BEGIN Provided text

And I'll bet not one of them was mad at OBL.
Like they said in the article...act first, ask questions later. Mistakes are deadly
The two Saudis, the database reported, were brothers and pilots who had attended the same Arizona flight school as 9/11 hijacker Hani Hanjour.
Rather explains why Canada wouldn't let them land and Jamaica wouldn't allow them through their airspace. Remember how Zacharias Moussaoui just wanted to learn how to fly a 747 without learning how to takeoff or land, but due to supid politically correct policies, the FBI wasn't allowed to search his hard drive before 9-11?
Ping! If you want on or off my aviation ping list, please contact me by Freep mail not by posting to this thread.
Nothing happened to the alleged terrorists.
The flight turned back to Amsterdam, where they were made to get off, then released, they probably caught the next flight to Mexico, which didn't fly over US airspace.
What you need to worry about now...is how the brothers will eventually get to the US. I'm betting they end up flying from Amsterdam to Rio (a straight shot with no overflight of the US). And they probably will take a Air Mexico flight from Rio to Mexico City. Their intention...cross the "unguarded" border and make their way to some airport in the southwest. I doubt very seriously that they intend to obtain tickets and actually fly a US airline. My bet is that they will eventually take over some larger FEDEX type plane and use that for their mission. The sophistication that the US has gained over the past two years probably shocks these guys...they used to just fly straight into the US...and now they can't even fly into Mexico (if they cross US airspace).

END Provided text

▶ [Direction A] Translate this sentence from the forum thread into Spanish: "Nothing happened to the alleged terrorists."
The forum thread above and the records that come next are unrelated pieces of material.

BEGIN Data to use

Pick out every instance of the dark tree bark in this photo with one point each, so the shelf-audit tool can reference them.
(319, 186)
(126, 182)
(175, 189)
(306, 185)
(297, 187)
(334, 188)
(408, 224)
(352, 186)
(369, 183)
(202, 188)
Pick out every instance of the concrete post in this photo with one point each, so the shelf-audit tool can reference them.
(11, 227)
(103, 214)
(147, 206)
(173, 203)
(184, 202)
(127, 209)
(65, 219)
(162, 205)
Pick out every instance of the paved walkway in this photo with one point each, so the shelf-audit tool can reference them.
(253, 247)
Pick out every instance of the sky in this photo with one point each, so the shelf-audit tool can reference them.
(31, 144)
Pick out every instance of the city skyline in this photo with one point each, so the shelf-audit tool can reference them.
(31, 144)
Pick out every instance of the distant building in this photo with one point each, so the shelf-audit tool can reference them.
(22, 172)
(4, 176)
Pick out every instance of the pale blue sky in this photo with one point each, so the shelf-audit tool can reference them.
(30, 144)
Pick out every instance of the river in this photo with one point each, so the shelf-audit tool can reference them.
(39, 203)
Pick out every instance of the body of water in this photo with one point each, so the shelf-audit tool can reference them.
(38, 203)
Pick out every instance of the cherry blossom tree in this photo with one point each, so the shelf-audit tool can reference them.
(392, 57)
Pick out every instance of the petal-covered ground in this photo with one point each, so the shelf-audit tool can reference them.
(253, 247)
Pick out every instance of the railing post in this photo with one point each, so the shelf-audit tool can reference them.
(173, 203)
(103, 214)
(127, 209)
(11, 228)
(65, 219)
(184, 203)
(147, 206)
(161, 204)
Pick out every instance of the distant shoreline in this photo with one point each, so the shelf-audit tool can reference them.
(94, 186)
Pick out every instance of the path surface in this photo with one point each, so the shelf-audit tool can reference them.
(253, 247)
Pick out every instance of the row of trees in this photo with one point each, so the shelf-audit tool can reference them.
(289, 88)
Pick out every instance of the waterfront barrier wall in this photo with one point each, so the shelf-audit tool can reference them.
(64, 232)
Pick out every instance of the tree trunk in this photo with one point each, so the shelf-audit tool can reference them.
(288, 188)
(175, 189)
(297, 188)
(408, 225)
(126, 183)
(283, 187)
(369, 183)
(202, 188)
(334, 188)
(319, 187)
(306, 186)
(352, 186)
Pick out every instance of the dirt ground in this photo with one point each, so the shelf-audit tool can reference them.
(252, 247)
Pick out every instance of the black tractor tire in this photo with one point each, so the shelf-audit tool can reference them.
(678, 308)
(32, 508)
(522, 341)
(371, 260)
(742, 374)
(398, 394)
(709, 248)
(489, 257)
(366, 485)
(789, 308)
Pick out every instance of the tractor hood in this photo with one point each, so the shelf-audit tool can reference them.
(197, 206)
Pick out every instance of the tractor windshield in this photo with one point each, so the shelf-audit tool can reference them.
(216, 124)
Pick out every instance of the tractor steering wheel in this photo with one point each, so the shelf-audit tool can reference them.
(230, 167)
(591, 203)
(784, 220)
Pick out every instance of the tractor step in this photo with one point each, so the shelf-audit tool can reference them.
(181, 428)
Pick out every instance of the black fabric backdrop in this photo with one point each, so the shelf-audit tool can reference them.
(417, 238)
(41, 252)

END Data to use

▶ [Direction B] Extract each line of the records that contains the word "black".

▶ [Task result A] No les pasó nada a los presuntos terroristas.

▶ [Task result B]
Pick out every instance of the black tractor tire in this photo with one point each, so the shelf-audit tool can reference them.
Pick out every instance of the black fabric backdrop in this photo with one point each, so the shelf-audit tool can reference them.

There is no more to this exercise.